Brief:
Extend the researcher profiles below, starting right after their final sentence.

Excerpted passage:
--- START ---
Stacey Vanderhurst is a cultural anthropologist specializing in gender, migration, and governance. She earned a Ph.D. from Brown University and served as the Jerome Hall Postdoctoral Fellow with the Center for Law, Culture, and Society at Indiana University’s Michael Maurer School of Law before joining the WGSS faculty in Fall 2015.
Akiko Takeyama is an associate professor of Anthropology and Women, Gender, and Sexuality Studies at the University of Kansas. Her research and teaching interests lie in changing gender, sexuality, and class dynamics in the context of neoliberal globalization. Her first book, Staged Seduction: Selling Dreams in a Tokyo Host Club (2016 Stanford University Press), theorizes the commercialization of feelings, emotions, and intimate relationships among socially marginalized population —the youth and the female— in contemporary Japan’s service-centered economy.
Christie Holland is a Research Project Specialist at the Institute for Policy & Social Research, providing administrative support for research team, IPSR Center Directors, and research staff. This includes organization of workshops, conferences, and other events. Christie manages the Heartland Project, supports the Center for the Study of Injustice, and also has volunteered for KU’s Sexual Assault Prevention & Education Center as a Bringing in the Bystander facilitator.
Brian Donovan is a cultural and historical sociologist; his work focuses on the role of law and culture in shaping social inequality. His book White Slave Crusades: Race, Gender and Anti-Vice Activism, 1887-1917 (University of Illinois Press, 2006) analyzes the gender and racial politics of early twentieth century anti-trafficking organizations. In Respectability on Trial: Sex Crimes in New York City, 1900-1919 (SUNY Press, 2016), Donovan examines conflicting notions of gender and respectability in Progressive Era sex crime trials. Brian has won two university-wide distinguished teaching awards: the Silver Anniversary Award for Excellence in Teaching (2007) and the Gene A. Budig Teaching Professorship Award (2016). Areas: Cultural Sociology, Comparative/Historical Sociology, Gender and Sexuality, and Sociology of Law.
--- END ---
Information given:
--- START ---
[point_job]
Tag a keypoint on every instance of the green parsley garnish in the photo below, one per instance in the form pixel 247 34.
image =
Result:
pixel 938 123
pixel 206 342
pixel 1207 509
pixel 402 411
--- END ---
Response below:
Rachel Denney is a Ph.D. candidate in Women, Gender, & Sexuality Studies, with concentrations in Political Science and Latin American and Caribbean Studies. Her dissertation research focuses on the relationship between developing state governments and non-governmental organizations in Central America and the Caribbean. From Fall 2013-Spring 2015, Rachel was a Foreign Language and Area Studies Fellow, studying Haitian Creole. Since Fall 2015, she has served as a Graduate Teaching Assistant in the WGSS department. She was an Institute for Policy and Social Research Fellow in 2015-2016. Rachel has a professional background in the international non-profit sector.
Sarah Deer (Muscogee (Creek) Nation) has worked to end violence against women for over 25 years and was named a MacArthur Fellow in 2014. Her scholarship focuses on the intersection of federal Indian law and victims' rights. Prof. Deer is a co-author of four textbooks on tribal law. Her latest book is The Beginning and End of Rape: Confronting Sexual Violence in Native America, which has received several awards. Her work on violence against Native women has received national recognition from the American Bar Association and the Department of Justice. Professor Deer is also the Chief Justice for the Prairie Island Indian Community Court of Appeals.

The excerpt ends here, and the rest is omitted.